**Set problem A**
Gather every line of the listing below that contains the word "camera".

**Selected extract**
I am endlessly fascinated by the silent River. When was it last bereft of craft as it now is? Probably not since the Frost Fairs of the seventeenth century, and before then perhaps not since the Romans first spanned the Thames with a wooden bridge.
Walking through the silent city early in the morning before hunkering down to a day of zoom meetings, teleconferences and electronic communication one is struck by the extraordinary beauty of so much. I find that I see details that I have not notice before. I took a photograph walking through a courtyard just off Fleet Street through which one can see five different designs of City of London bollard. In the usual rushing about one would not have noticed such a thing.
The peak of silence is the point at which to begin to look forward to the future. As I write the first hopes are beginning to stir that the lockdown might soon be eased and eventually lifted.
There are many, too many, for whom this lockdown is terrible. Those who lack space or who are crammed together with people who are difficult or threatening or downright abusive. Those who have seen their livelihoods dissipate. Those who have faced loneliness and fear. Those who have been sick and those whose mental health has been deeply adversely affected. This has taught us that we need each other; that our atomised modern society needs for the wellbeing of us all to find how we can connect more effectively and well; that we need to open the doors to one another again, and more widely than before, as quickly as we can. But there is a paradox that in the midst of lockdown there has been beauty. Things usually hidden have been revealed. Not only terrible things, but good things: beautiful things. This time of incompleteness has been a time when we have seen more.
Fr George Congreve, an influential Anglican spiritual writer of the late 19th and early 20th centuries, taught that beauty and meaning are to be found in the very incompleteness of creation. In its incompleteness creation apprehends its need of God and reaches out to its creator.

**Set problem B**
Translate this sentence from the lockdown reflection above into Spanish: "The peak of silence is the point at which to begin to look forward to the future."

**A block of data**
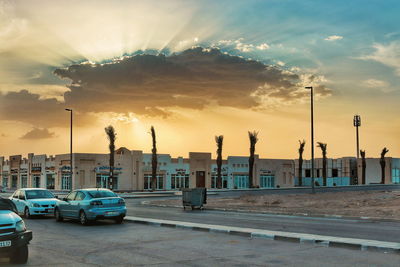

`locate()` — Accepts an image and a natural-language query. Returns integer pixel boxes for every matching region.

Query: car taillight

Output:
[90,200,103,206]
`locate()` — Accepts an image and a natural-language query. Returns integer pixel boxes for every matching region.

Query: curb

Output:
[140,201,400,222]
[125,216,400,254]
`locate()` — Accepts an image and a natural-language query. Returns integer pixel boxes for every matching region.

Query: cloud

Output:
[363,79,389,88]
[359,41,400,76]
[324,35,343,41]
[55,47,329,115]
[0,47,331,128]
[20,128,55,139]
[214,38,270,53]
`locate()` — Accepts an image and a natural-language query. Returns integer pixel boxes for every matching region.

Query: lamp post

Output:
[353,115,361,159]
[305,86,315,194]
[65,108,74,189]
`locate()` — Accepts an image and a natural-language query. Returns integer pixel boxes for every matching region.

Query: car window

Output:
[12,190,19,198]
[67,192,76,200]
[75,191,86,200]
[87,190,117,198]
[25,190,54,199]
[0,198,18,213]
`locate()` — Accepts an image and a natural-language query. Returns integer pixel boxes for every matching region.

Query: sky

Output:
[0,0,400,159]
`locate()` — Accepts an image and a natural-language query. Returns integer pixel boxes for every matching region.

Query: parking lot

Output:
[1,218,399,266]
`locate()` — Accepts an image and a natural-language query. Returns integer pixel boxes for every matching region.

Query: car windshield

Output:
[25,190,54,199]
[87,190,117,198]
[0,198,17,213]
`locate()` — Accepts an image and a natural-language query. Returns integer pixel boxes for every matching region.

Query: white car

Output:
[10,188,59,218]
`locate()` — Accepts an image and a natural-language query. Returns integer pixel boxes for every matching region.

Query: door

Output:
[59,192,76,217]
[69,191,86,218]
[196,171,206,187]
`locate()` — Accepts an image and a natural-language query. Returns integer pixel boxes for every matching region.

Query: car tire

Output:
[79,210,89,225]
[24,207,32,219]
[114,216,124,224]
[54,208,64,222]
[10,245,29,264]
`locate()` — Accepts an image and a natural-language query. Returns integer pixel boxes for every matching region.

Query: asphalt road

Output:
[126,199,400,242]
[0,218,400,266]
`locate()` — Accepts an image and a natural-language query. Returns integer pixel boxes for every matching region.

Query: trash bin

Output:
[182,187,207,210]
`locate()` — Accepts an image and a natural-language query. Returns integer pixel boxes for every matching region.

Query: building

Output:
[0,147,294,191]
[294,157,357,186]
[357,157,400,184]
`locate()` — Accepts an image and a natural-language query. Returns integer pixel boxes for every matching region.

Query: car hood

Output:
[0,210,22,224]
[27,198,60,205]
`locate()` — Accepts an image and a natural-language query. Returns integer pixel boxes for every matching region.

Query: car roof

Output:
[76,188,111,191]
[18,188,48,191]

...

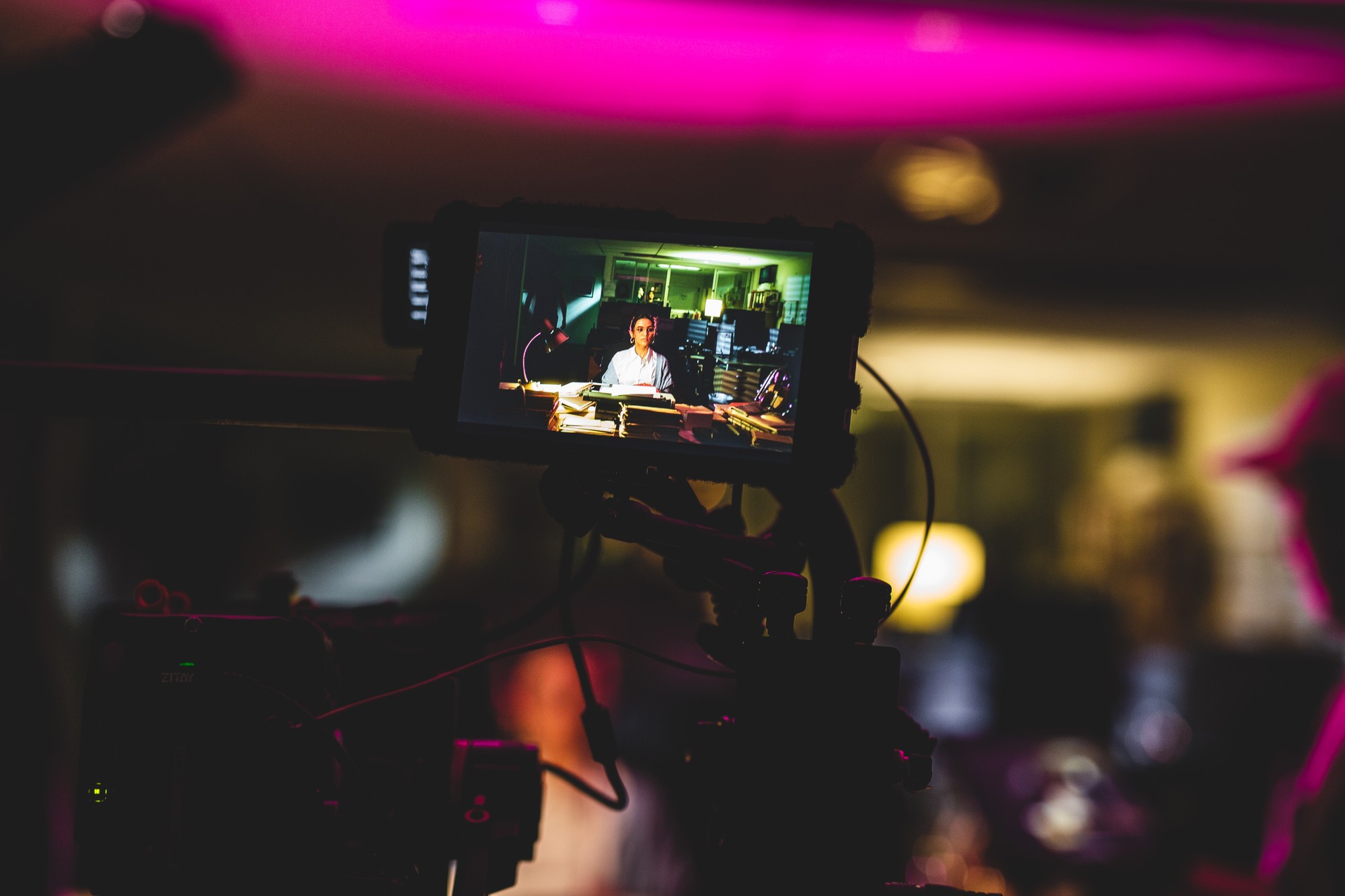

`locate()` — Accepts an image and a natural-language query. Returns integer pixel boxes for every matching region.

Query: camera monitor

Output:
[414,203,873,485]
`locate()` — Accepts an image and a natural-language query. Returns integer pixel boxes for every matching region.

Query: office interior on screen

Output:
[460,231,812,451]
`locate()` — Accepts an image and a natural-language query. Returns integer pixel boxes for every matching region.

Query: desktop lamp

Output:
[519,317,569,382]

==

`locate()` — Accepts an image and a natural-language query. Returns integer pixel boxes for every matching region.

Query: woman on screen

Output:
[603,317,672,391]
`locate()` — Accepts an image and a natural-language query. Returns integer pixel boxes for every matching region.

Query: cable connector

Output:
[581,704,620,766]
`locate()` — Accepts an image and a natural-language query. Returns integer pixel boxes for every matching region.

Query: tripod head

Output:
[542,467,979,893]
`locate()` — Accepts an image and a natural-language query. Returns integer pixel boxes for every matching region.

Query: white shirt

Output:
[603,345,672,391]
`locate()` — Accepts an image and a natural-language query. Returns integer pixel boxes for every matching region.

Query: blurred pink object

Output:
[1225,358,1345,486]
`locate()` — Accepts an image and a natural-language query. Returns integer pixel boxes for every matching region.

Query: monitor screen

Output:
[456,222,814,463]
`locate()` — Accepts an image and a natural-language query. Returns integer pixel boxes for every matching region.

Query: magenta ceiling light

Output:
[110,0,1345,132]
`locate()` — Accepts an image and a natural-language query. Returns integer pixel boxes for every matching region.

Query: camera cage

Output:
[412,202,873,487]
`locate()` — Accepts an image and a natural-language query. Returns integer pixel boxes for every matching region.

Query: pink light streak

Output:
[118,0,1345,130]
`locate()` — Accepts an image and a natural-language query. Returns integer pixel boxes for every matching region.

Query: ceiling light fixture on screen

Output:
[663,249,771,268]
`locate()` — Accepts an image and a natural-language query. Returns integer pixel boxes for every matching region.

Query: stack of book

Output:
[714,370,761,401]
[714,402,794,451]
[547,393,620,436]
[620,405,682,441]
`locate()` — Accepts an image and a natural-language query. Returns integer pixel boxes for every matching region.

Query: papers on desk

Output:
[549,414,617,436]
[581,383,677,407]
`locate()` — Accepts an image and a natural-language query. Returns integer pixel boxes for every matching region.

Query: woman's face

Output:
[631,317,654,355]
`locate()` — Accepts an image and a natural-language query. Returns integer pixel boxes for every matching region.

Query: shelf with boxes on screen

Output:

**Correct output A**
Query: camera monitor
Query: camera cage

**Correct output B**
La cima del silencio es el punto en el que comenzar a mirar hacia el futuro.